┏━━

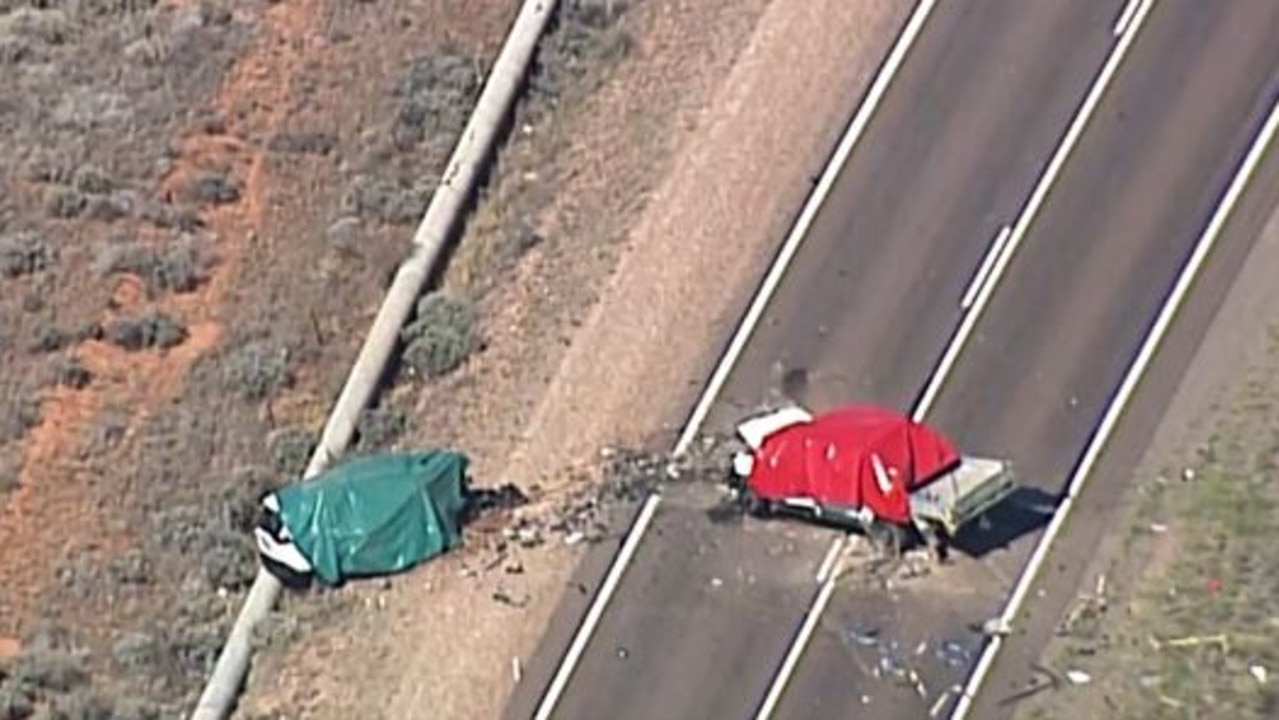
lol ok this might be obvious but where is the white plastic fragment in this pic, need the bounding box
[1066,670,1092,685]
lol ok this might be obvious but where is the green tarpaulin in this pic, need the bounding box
[275,450,469,585]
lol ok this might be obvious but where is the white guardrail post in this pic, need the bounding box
[190,2,559,717]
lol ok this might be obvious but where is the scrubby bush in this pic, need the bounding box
[92,237,210,294]
[44,188,87,219]
[391,52,481,154]
[224,341,293,402]
[401,292,478,379]
[9,629,89,694]
[355,404,407,451]
[71,165,113,195]
[103,310,187,351]
[0,396,41,444]
[53,358,92,389]
[22,151,75,185]
[84,192,133,222]
[268,426,316,477]
[339,174,431,226]
[138,202,201,231]
[267,131,337,155]
[0,682,35,719]
[29,326,72,354]
[181,171,240,205]
[530,0,633,107]
[0,231,54,278]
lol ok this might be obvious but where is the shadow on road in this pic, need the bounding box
[951,485,1058,559]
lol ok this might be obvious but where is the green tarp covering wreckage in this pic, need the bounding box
[273,450,469,585]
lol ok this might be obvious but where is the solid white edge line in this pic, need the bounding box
[911,0,1158,424]
[527,1,942,717]
[532,493,663,720]
[673,0,941,456]
[961,225,1012,310]
[816,536,847,584]
[754,560,845,720]
[1113,0,1140,36]
[949,78,1279,720]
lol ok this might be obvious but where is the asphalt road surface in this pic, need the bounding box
[503,1,1279,719]
[773,0,1279,718]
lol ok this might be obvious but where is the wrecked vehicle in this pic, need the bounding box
[254,450,470,587]
[729,404,1016,554]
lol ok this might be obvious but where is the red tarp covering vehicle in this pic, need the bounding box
[736,404,963,525]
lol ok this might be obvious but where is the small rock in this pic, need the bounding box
[1250,664,1268,684]
[1149,523,1168,534]
[564,531,585,546]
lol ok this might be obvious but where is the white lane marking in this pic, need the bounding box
[1113,0,1147,36]
[527,1,943,716]
[949,77,1279,720]
[532,494,662,720]
[754,556,846,720]
[673,0,942,456]
[911,0,1159,423]
[815,536,846,584]
[961,224,1012,310]
[754,3,1164,717]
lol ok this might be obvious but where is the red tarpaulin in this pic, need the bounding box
[746,404,960,524]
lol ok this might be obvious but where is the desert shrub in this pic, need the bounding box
[268,426,316,477]
[65,0,158,18]
[401,292,478,379]
[267,131,337,155]
[105,550,152,586]
[0,231,54,278]
[339,174,431,226]
[0,682,35,719]
[530,0,633,107]
[44,189,87,219]
[103,310,187,351]
[29,326,72,354]
[150,501,257,592]
[22,151,75,185]
[109,632,157,672]
[181,171,240,205]
[224,341,293,402]
[92,237,210,294]
[355,404,407,451]
[9,629,89,694]
[83,192,134,222]
[53,358,92,389]
[0,396,41,444]
[71,165,113,195]
[138,201,201,231]
[391,52,481,154]
[0,7,71,46]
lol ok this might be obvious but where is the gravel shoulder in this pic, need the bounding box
[1010,175,1279,718]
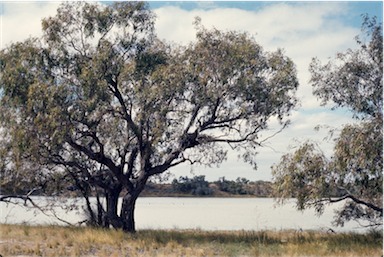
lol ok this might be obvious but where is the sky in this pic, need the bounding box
[1,1,383,182]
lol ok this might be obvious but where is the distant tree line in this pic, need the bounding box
[169,176,272,197]
[0,174,272,198]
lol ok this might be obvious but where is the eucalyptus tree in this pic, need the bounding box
[0,2,298,232]
[272,16,382,228]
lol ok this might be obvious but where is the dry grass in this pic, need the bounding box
[0,224,382,257]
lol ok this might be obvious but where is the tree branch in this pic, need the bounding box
[201,125,262,145]
[345,194,383,214]
[183,105,201,135]
[336,186,383,214]
[126,147,138,179]
[315,193,383,215]
[66,138,128,186]
[106,76,142,142]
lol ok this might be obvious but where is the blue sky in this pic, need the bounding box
[148,1,383,24]
[1,1,383,181]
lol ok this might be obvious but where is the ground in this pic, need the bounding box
[0,224,382,257]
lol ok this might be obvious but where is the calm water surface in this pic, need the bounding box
[0,197,367,232]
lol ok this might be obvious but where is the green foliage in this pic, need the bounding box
[309,15,382,119]
[272,143,330,211]
[273,16,383,227]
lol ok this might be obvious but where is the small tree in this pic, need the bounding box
[1,2,298,232]
[272,16,382,228]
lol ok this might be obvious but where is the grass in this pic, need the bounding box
[0,224,382,257]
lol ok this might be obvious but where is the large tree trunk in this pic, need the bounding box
[105,186,123,229]
[120,192,139,232]
[120,172,148,233]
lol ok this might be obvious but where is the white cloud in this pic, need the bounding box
[153,3,359,111]
[1,2,61,49]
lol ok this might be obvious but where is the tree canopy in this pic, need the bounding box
[272,16,383,228]
[0,2,298,232]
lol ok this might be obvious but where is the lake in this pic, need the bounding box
[0,197,368,232]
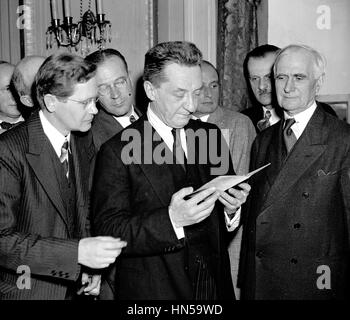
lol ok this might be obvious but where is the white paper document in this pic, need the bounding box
[185,163,270,199]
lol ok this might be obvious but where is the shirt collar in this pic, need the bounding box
[191,114,210,122]
[113,105,139,128]
[0,115,24,124]
[147,104,187,156]
[283,101,317,139]
[39,110,70,158]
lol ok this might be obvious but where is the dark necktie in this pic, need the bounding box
[129,115,136,123]
[0,121,22,130]
[60,139,70,179]
[257,110,271,132]
[171,128,186,170]
[283,118,297,153]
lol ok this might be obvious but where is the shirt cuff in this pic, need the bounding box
[169,212,185,239]
[225,207,241,232]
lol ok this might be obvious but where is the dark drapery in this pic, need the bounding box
[217,0,260,111]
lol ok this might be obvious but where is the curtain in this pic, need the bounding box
[217,0,260,111]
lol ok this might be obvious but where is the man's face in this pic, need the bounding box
[0,64,20,119]
[54,77,98,134]
[95,56,133,117]
[275,49,321,115]
[147,63,202,128]
[195,62,219,116]
[247,53,276,107]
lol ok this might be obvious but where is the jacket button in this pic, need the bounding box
[302,192,309,198]
[293,223,301,229]
[256,251,263,258]
[290,258,298,264]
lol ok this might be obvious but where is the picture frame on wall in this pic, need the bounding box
[317,94,350,124]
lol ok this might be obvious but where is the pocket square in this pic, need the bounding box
[317,169,337,177]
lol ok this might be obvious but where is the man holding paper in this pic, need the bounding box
[92,41,250,300]
[240,44,350,300]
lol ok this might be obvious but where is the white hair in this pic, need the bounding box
[273,44,326,79]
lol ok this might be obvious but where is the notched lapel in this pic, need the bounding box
[135,120,176,207]
[260,108,328,213]
[26,117,69,229]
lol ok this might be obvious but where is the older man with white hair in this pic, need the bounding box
[240,44,350,300]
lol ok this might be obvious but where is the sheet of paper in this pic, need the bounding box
[185,163,270,199]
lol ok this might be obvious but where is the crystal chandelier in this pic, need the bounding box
[46,0,112,54]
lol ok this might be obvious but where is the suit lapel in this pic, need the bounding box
[133,118,177,207]
[25,113,69,228]
[260,107,327,213]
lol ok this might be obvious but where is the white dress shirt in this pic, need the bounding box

┗━━

*PROBLEM DESCRIPTION:*
Each record above must be retyped exactly, minus its pictures.

*SOLUTION TO THE EXERCISE:*
lol ok this might be obvious but where is the white plastic fragment in this pic, need the bounding box
[1066,670,1092,685]
lol ok this might be obvious but where is the green tarpaulin in this pic, need the bounding box
[275,450,469,585]
lol ok this might be obvious but where is the white guardrail post in this pic, need the bounding box
[190,2,559,717]
lol ok this might be obvious but where is the scrubby bush in this pic, need the bounding box
[92,237,210,294]
[44,188,87,219]
[391,52,481,154]
[224,341,293,402]
[401,292,478,379]
[9,629,89,694]
[355,404,407,451]
[71,165,113,195]
[103,310,187,351]
[0,396,41,444]
[53,358,92,389]
[22,151,75,185]
[84,192,133,222]
[268,426,316,477]
[339,174,431,226]
[138,202,201,231]
[267,131,337,155]
[0,682,35,719]
[29,326,72,354]
[181,171,240,205]
[530,0,633,107]
[0,231,54,278]
lol ok this might be obvious but where is the shadow on road in this pic, need the bounding box
[951,485,1058,559]
lol ok this might be obvious but where is the green tarp covering wreckage in this pic, need the bounding box
[273,450,469,585]
lol ok this might be obvious but where is the solid white edge line in this pic, need the bounding box
[911,0,1158,424]
[527,1,942,717]
[532,493,663,720]
[673,0,941,456]
[961,225,1012,310]
[816,536,847,584]
[754,560,845,720]
[1113,0,1140,36]
[949,78,1279,720]
lol ok this might be obvious but where is the asphalt road surface in this pic, need the bounding box
[503,1,1279,719]
[773,0,1279,718]
lol ok this might be obvious but where is the wrecked vehicle in this pic, need the bounding box
[254,450,470,587]
[729,404,1016,554]
lol ok this might be obvious but where is the red tarp covering vehicle in this pic, need the bounding box
[736,404,963,525]
lol ok this might be obvious but where is the small rock in this pic, need the bounding box
[1250,664,1268,684]
[1149,523,1168,534]
[564,531,585,546]
lol ok this might be obvious but where is the white lane marking in this pic, need the bounding box
[1113,0,1147,36]
[527,1,943,716]
[949,77,1279,720]
[532,494,662,720]
[754,556,846,720]
[673,0,942,456]
[911,0,1159,423]
[815,536,846,584]
[961,224,1012,310]
[754,3,1164,717]
lol ok this might be obvious but where is the red tarpaulin in this pic, need the bounding box
[746,404,960,524]
lol ok this might be obvious but where is the desert shrub in this pic, need the bounding box
[268,426,316,477]
[65,0,158,18]
[401,292,478,379]
[267,131,337,155]
[105,550,152,586]
[0,231,54,278]
[339,174,431,226]
[0,682,35,719]
[530,0,633,107]
[44,189,87,219]
[103,310,187,351]
[29,326,72,354]
[150,501,257,592]
[22,151,75,185]
[109,632,157,672]
[181,171,240,205]
[224,341,293,402]
[92,237,210,294]
[355,404,407,451]
[9,629,89,694]
[83,192,134,222]
[53,358,92,389]
[0,396,41,444]
[71,165,113,195]
[138,201,201,231]
[391,52,481,154]
[0,7,71,46]
lol ok this might be obvious but where is the gravel shoulder in this pic, need the bounding box
[1010,175,1279,718]
lol ok this might be obvious but where is the sky in this pic, need the bounding box
[1,1,383,182]
lol ok this might be obvious but where is the distant tree line in this pic, need the bounding box
[169,176,272,197]
[0,174,272,198]
lol ok this might be obvious but where is the eucalyptus tree in this pic, need the bounding box
[0,2,298,232]
[272,16,382,228]
lol ok this might be obvious but where is the dry grass in this pic, need the bounding box
[0,224,382,257]
lol ok this might be obvious but where is the tree branch in this pic, need the bounding box
[201,125,262,145]
[345,194,383,214]
[183,105,201,135]
[336,186,383,214]
[126,147,138,179]
[315,193,383,215]
[66,138,128,186]
[106,76,142,142]
lol ok this might be obvious but where is the blue sky in this pic, need the bounding box
[148,1,383,24]
[1,1,383,181]
lol ok this might be obvious but where is the ground in this pic, need the bounding box
[0,224,382,257]
lol ok this might be obvious but where is the calm water surface in this pic, need the bounding box
[0,197,367,232]
lol ok this might be obvious but where is the green foliage in this pic, need the bounding box
[309,15,382,119]
[272,143,330,211]
[273,16,383,227]
lol ok this might be obvious but where is the small tree in this pic, need the bounding box
[1,2,298,232]
[272,16,382,228]
lol ok this might be obvious but where is the grass in this pic, need the bounding box
[0,224,382,257]
lol ok this might be obvious but where is the large tree trunk in this pic, need the bounding box
[105,186,123,229]
[120,192,139,232]
[120,172,148,233]
lol ok this might be obvious but where is the white cloud in this pic, need the bounding box
[153,3,359,111]
[1,2,61,49]
lol ok this might be obvious but where is the tree canopy in this pic, need the bounding box
[272,16,383,228]
[0,2,298,232]
lol ok this might be obvious but where is the lake in this pic, need the bounding box
[0,197,368,232]
lol ok this might be obvious but where is the white paper document in this pic, need the bounding box
[185,163,270,199]
lol ok this might be obvious but where is the shirt collar in this pic, need the bounding box
[191,114,210,122]
[113,105,139,128]
[0,115,24,124]
[147,104,187,156]
[283,101,317,139]
[39,110,70,158]
lol ok this might be obvious but where is the dark necktie in this pic, need the bounding box
[129,115,136,123]
[0,121,22,130]
[60,139,70,179]
[257,110,271,132]
[171,128,186,170]
[283,118,297,153]
lol ok this might be obvious but where is the shirt cuff in this pic, need the bounding box
[169,212,185,239]
[225,207,241,232]
lol ok this might be obvious but where is the dark drapery in this pic, need the bounding box
[217,0,260,111]
lol ok this might be obvious but where is the curtain in this pic, need the bounding box
[217,0,260,111]
lol ok this might be obvious but where is the man's face in this pic, need the bounding box
[0,64,20,119]
[54,77,98,134]
[95,56,133,117]
[275,49,321,115]
[147,63,202,128]
[195,62,219,116]
[247,53,276,107]
lol ok this might be obvious but where is the jacket button in this pic, need the bounding box
[302,192,309,198]
[293,223,301,229]
[256,251,263,258]
[290,258,298,264]
lol ok this might be obvious but where is the picture frame on wall in this pic, need the bounding box
[317,94,350,124]
lol ok this might be obvious but where is the pocket square in this pic, need the bounding box
[317,169,337,177]
lol ok this might be obvious but where is the man holding paper in this pic, need the bounding box
[92,41,250,300]
[240,44,350,300]
lol ok this might be obvious but where is the white hair in this pic, need the bounding box
[273,44,326,79]
lol ok this might be obvious but where is the notched lapel in this pic, need the bounding box
[135,120,176,207]
[260,108,328,213]
[26,117,69,229]
lol ok this might be obvious but where is the older man with white hair in this pic, need the bounding box
[240,44,350,300]
lol ok this might be obvious but where is the sheet of paper in this pic, need the bounding box
[185,163,270,199]
lol ok this might be obvious but where is the crystal chandelier in this pic, need the bounding box
[46,0,112,54]
lol ok this might be obvious but where is the suit lapel in this pic, need the bounding box
[133,118,177,207]
[25,113,69,228]
[260,107,327,213]
lol ok this might be obvious but where is the white dress shirt in this pic, need the bounding box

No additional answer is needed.